(Dataset entries)
*** Block opens ***

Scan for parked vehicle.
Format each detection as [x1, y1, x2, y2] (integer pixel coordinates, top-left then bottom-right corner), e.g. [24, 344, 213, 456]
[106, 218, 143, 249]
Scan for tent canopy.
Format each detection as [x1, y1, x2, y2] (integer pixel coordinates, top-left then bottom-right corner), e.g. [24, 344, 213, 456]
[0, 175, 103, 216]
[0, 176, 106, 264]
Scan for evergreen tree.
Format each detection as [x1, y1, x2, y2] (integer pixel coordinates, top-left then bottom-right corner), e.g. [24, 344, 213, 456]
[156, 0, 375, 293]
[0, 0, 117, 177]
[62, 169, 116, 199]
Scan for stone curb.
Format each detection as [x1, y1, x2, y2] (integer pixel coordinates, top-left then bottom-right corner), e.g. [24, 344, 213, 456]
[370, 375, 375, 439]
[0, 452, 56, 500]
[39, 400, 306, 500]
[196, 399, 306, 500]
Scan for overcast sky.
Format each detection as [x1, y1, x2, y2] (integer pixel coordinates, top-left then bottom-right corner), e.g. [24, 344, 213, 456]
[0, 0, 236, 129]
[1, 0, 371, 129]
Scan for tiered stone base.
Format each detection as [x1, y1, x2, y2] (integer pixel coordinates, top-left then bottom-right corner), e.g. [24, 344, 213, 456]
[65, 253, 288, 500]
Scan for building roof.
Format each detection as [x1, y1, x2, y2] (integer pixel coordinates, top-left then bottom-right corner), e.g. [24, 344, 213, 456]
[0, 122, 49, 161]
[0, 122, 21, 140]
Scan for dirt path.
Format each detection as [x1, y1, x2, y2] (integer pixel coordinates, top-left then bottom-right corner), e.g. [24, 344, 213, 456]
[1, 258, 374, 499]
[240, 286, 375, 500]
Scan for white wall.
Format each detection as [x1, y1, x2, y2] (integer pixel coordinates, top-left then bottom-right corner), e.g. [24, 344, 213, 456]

*** Block closes ***

Each record has to be given again exactly as written.

Scan for parked vehicle.
Format each detection as [x1, y1, x2, y2] (integer pixel coordinates, top-left then bottom-right corner), e.g. [24, 344, 213, 456]
[106, 218, 143, 249]
Scan for tent canopy.
Format each detection as [x1, y1, x2, y2] (integer pixel coordinates, top-left then bottom-right corner), e.g. [24, 344, 213, 456]
[0, 175, 103, 216]
[0, 176, 106, 264]
Scan for evergreen tree.
Format each detection as [x1, y1, x2, y2] (integer pixel coordinates, top-left then bottom-right corner), e.g. [24, 344, 213, 456]
[156, 0, 375, 293]
[0, 0, 117, 177]
[62, 169, 116, 199]
Scan for stone curb.
Format each detection as [x1, y1, x2, y2] (integer pixel coordinates, top-left then bottom-right corner), e.g. [24, 344, 213, 456]
[370, 375, 375, 439]
[0, 452, 56, 500]
[39, 400, 306, 500]
[196, 399, 306, 500]
Scan for overcast sky.
Format each detection as [x1, y1, x2, y2] (integer pixel coordinates, top-left then bottom-right corner), e.g. [24, 344, 213, 456]
[0, 0, 236, 129]
[1, 0, 371, 129]
Scan for tiered stone base.
Format each detection as [x1, y1, x2, y2] (integer pixel coordinates, top-left then bottom-right corner), e.g. [24, 344, 213, 456]
[65, 253, 288, 500]
Scan for building roof.
Format each detection as [x1, y1, x2, y2] (integer pixel coordinates, top-left then bottom-right corner), e.g. [24, 344, 213, 456]
[0, 122, 49, 161]
[0, 122, 21, 140]
Scan for dirt path.
Format each detection as [x1, y1, x2, y2] (integer pixel coordinates, top-left then bottom-right corner), e.g. [24, 344, 213, 456]
[1, 258, 374, 499]
[240, 286, 375, 500]
Scan for white wall.
Format each detection as [x1, y1, x2, y2] (integer pixel coordinates, top-left then bottom-right corner), e.g. [24, 344, 213, 456]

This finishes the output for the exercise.